* **STATED GOAL A**:
Locate every line in the listing that contains the word "mountain", and copy each of those lines.

* **SOURCE TEXT**:
# Sears Retirees Wait to Learn Fate of Their Pensions and Wonder Where the Money Went



## MULTIZ321 (Feb 11, 2018)

Sears Retirees Wait to Learn Fate of Their Pensions and Wonder Where the Money Went
By Sophia Harris/ CBC News/ Business/ cbc.ca

"Sears Canada retirees are still waiting to learn the fate of their pensions. Many are also still struggling to understand how it got to this point.

"I accepted it, but now I'm back in the anger stage again," said Gail McClelland, who worked in furniture sales in Calgary for most of her 33-year career with Sears.

The retailer closed its doors last month, leaving behind an underfunded pension plan. About 16,000 ex-employees are bracing for a reduction in their pensions sometime this year, estimated at 19 per cent by the Sears Canada Retiree Group (SCRG), a volunteer organization representing retirees.

After Lampert took control of Sears Canada in 2005, billions were paid out in dividends to shareholders like himself, while the retailer struggled for survival.

"They couldn't afford to [top up the pension fund], but they could pay out dividends," McClelland said.

However, Lampert said the critics have it all wrong. In a lengthy statement to CBC News which he also posted in a blog, he said that Sears Canada met its demise not because of big dividend payments, but due to bad moves made by management.

"I'm just going to have to cut back and I mean, that's what you worked your life for, and now it's compromised," said McClelland, a 68-year-old widow.

Some retirees, like McClelland, blame much of their fate on Sears Canada's largest shareholder, Eddie Lampert, CEO of U.S. hedge fund, ESL Investments....."

* **ENTRIES**:
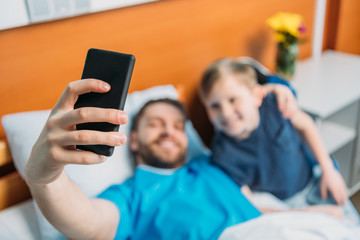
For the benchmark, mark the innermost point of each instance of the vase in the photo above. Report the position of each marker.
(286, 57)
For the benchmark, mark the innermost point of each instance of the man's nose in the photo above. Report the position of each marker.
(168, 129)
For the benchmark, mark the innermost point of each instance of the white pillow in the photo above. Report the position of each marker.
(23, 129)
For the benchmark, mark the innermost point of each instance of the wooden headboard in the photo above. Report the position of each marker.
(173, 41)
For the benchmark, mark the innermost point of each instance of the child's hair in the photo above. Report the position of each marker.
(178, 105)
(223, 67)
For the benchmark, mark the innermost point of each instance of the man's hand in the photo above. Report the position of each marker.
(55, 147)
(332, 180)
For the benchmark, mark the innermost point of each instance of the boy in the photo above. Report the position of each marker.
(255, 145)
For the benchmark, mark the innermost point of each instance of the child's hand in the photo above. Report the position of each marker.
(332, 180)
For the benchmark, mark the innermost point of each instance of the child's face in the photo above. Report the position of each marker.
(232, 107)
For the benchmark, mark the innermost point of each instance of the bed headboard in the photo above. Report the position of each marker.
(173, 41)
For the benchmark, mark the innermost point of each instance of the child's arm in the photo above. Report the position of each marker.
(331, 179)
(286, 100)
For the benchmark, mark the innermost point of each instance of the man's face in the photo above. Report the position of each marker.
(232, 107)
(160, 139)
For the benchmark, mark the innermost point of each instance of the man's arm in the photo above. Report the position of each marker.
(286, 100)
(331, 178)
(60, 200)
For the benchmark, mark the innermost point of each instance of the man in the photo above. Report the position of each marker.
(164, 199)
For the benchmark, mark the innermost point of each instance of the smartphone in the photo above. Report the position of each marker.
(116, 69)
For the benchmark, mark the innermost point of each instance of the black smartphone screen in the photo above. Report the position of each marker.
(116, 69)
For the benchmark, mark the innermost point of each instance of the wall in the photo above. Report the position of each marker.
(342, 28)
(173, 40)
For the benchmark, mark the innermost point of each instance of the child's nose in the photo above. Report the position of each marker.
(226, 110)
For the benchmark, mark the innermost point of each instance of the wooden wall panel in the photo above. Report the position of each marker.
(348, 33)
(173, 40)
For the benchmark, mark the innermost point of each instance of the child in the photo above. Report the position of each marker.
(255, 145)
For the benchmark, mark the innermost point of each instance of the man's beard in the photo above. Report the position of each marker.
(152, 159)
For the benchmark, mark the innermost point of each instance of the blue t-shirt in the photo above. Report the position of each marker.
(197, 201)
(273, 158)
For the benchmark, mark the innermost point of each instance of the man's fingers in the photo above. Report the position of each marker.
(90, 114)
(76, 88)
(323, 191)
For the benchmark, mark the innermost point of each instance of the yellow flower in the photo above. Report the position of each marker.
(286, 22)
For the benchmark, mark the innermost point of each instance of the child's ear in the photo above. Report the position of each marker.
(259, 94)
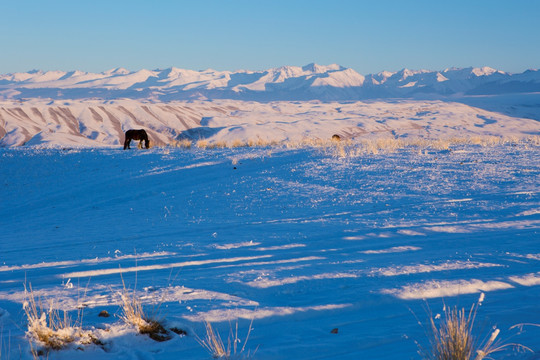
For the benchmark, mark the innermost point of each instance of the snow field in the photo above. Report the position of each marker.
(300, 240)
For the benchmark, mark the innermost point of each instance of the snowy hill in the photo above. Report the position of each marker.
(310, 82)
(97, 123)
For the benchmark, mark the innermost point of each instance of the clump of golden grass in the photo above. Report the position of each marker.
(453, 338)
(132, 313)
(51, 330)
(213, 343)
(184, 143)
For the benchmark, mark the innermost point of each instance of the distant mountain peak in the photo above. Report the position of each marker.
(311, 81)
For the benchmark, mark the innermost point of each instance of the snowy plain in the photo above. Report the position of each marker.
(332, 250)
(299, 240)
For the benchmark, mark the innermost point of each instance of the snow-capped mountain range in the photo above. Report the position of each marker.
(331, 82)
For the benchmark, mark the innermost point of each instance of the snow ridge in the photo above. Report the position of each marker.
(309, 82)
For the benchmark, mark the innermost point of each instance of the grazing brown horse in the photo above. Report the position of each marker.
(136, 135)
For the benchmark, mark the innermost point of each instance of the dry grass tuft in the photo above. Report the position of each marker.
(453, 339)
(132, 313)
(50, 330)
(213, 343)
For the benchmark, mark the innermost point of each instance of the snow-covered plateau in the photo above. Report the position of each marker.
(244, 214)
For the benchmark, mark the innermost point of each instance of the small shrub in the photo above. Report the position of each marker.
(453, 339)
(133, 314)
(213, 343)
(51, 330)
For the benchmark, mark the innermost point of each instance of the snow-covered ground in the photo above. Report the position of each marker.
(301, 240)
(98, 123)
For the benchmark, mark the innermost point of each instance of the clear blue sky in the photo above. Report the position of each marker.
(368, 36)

--

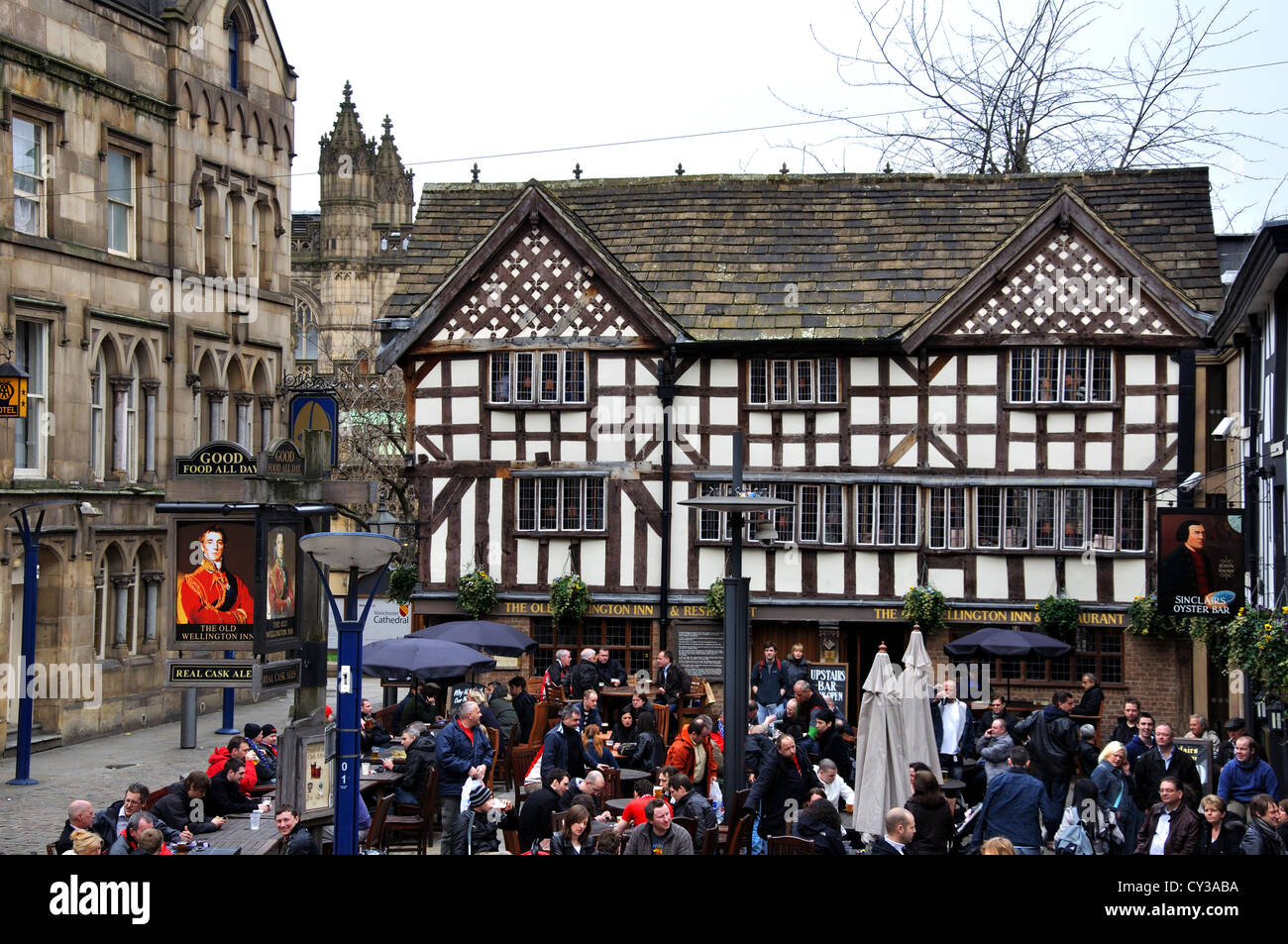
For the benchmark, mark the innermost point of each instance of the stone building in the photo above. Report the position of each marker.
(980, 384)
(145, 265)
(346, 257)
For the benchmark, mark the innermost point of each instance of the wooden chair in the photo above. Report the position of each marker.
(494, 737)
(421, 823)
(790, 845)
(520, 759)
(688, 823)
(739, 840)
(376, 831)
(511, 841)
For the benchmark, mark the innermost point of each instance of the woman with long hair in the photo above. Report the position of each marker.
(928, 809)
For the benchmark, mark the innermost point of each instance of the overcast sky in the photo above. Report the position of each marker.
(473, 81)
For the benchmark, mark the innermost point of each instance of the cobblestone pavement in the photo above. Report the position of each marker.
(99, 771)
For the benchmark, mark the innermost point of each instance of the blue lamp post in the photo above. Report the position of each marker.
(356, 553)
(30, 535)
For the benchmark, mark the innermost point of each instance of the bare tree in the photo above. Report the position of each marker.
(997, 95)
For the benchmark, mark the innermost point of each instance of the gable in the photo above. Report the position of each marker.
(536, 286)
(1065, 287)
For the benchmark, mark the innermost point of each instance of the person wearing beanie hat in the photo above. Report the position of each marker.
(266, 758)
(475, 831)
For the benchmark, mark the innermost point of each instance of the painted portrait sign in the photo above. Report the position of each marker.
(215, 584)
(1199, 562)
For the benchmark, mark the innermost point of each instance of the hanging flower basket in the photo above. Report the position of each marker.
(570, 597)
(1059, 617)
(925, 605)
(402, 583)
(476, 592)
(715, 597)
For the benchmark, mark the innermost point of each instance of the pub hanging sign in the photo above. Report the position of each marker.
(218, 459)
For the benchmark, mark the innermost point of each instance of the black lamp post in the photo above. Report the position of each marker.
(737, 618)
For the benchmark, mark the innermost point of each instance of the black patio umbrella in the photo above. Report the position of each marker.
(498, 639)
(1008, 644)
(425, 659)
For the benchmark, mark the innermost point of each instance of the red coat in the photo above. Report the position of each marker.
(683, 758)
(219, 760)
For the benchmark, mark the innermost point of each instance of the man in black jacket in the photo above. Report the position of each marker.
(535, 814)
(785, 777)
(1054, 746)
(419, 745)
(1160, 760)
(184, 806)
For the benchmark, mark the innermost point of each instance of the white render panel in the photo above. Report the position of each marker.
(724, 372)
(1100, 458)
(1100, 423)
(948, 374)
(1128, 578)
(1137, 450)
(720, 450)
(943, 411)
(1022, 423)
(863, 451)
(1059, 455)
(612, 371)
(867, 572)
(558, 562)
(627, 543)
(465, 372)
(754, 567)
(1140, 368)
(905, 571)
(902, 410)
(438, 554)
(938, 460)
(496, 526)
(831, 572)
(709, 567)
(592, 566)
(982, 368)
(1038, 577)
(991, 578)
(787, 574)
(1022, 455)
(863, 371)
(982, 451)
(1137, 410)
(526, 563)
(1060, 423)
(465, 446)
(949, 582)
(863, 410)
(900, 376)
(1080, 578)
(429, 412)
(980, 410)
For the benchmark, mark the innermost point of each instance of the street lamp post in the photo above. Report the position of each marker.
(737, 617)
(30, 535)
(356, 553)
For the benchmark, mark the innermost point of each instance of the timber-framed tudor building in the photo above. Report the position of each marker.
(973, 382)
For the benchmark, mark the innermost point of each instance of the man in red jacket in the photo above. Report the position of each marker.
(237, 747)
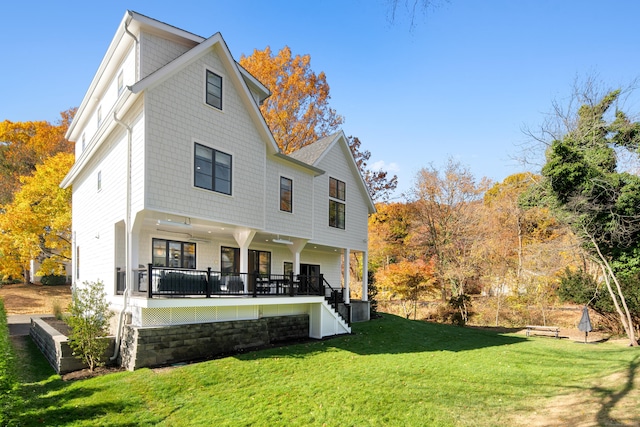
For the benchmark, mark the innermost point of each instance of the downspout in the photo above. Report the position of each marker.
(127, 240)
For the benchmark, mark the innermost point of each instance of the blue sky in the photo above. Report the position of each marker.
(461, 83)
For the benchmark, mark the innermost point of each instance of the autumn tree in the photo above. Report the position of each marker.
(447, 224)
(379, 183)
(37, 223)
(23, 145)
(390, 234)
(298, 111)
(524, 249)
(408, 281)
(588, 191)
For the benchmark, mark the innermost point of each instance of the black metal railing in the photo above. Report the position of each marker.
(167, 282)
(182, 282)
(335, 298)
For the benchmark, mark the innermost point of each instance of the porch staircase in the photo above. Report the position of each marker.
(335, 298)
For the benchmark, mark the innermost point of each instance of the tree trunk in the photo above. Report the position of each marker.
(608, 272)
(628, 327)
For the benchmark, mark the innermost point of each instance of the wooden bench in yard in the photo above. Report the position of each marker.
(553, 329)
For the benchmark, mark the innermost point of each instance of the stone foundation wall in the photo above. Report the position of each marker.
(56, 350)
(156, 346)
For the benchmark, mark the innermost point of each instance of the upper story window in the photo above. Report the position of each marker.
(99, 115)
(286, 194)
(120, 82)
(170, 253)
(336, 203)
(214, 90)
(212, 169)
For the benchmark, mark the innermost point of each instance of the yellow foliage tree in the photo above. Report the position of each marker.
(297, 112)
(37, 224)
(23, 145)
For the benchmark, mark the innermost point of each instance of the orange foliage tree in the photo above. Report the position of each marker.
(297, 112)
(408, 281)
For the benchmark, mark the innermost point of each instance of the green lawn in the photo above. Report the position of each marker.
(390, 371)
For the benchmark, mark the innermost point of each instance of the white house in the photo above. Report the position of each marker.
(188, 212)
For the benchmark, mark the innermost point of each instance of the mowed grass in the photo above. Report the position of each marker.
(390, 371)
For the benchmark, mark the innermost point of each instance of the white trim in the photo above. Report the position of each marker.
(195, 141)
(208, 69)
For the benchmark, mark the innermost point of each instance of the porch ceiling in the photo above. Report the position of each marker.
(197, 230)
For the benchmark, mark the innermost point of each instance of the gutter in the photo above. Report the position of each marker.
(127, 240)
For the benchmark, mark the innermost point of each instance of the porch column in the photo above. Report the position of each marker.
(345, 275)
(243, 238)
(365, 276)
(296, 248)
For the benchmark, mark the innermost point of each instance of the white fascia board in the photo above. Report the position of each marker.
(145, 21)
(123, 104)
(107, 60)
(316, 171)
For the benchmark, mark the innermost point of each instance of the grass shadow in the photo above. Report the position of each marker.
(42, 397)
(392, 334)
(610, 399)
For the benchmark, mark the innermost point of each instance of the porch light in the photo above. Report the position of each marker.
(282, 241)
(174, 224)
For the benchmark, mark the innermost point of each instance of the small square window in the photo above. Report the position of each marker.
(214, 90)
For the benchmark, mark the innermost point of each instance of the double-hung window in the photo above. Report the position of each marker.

* **STATED GOAL B**:
Pick up the post about Sears Canada retirees and their pensions after its final sentence and continue writing it.

* **FINAL ANSWER A**:
For the benchmark, mark the innermost point of each instance of the distant mountain peak in the photo above. Report the position of each marker.
For the benchmark, mark the innermost point of each instance of the snow-capped mountain range in the photo above. Report the position of each marker.

* **FINAL ANSWER B**:
Following a series of liquidation sales, Sears Canada closed its doors to the public in January. (Evan Mitsui/CBC)


Richard


----------



## CanuckTravlr (Feb 12, 2018)

A pox on the Eddie Lamperts of this world.  There are some good hedge funds out there, but so many are like blood-sucking vampires looking for their next victim.  They recover their investment through methods, such as over-inflated dividends, that couldn't possibly be justified by normal business practices.  They then blame the corpse for not having enough blood to sustain itself!!

While many department stores on both sides of the border are struggling to compete in the day of online purchases, they still had a potential niche to fill.  The hedge funds robbed them of the capital required to do so.  The Robert Simpson Company and its successors, Simpsons-Sears and ultimately Sears Canada, had a long, proud history in Canada for over a century, but are now relegated to the dust bin.  Its employees and pensioners are left holding the bag, while Lampert and his ilk walk away enriched.  A real shame. And I am a business owner, but most hedge funds bear very little resemblance to actual businesses.


----------



## bizaro86 (Feb 12, 2018)

While it probably doesn't help any, Lampert hasn't been enriched by his Sears investment.

He was very rich before (he has a yacht named after an ayn rand book), but Sears has basically destroyed his hedge fund and his reputation.


----------



## cd5 (Feb 17, 2018)

bizaro86 said:


> While it probably doesn't help any, Lampert hasn't been enriched by his Sears investment.
> 
> He was very rich before (he has a yacht named after an ayn rand book), but Sears has basically destroyed his hedge fund and his reputation.


Sears US and Kmart perhaps. Sears Canada was in excellent financial position (unlike the US stores) and still operated a profitable catalog & online business that should have been developed rather than being choked of funds and left to die.  Here's  an excellent analysis which  has been validated by former head office executives who had knowledge of what was going in.
Sears Canada's death by dividends
https://www.linkedin.com/pulse/sears-canadas-death-dividends-lynne-everatt


----------



## moonstone (Feb 25, 2018)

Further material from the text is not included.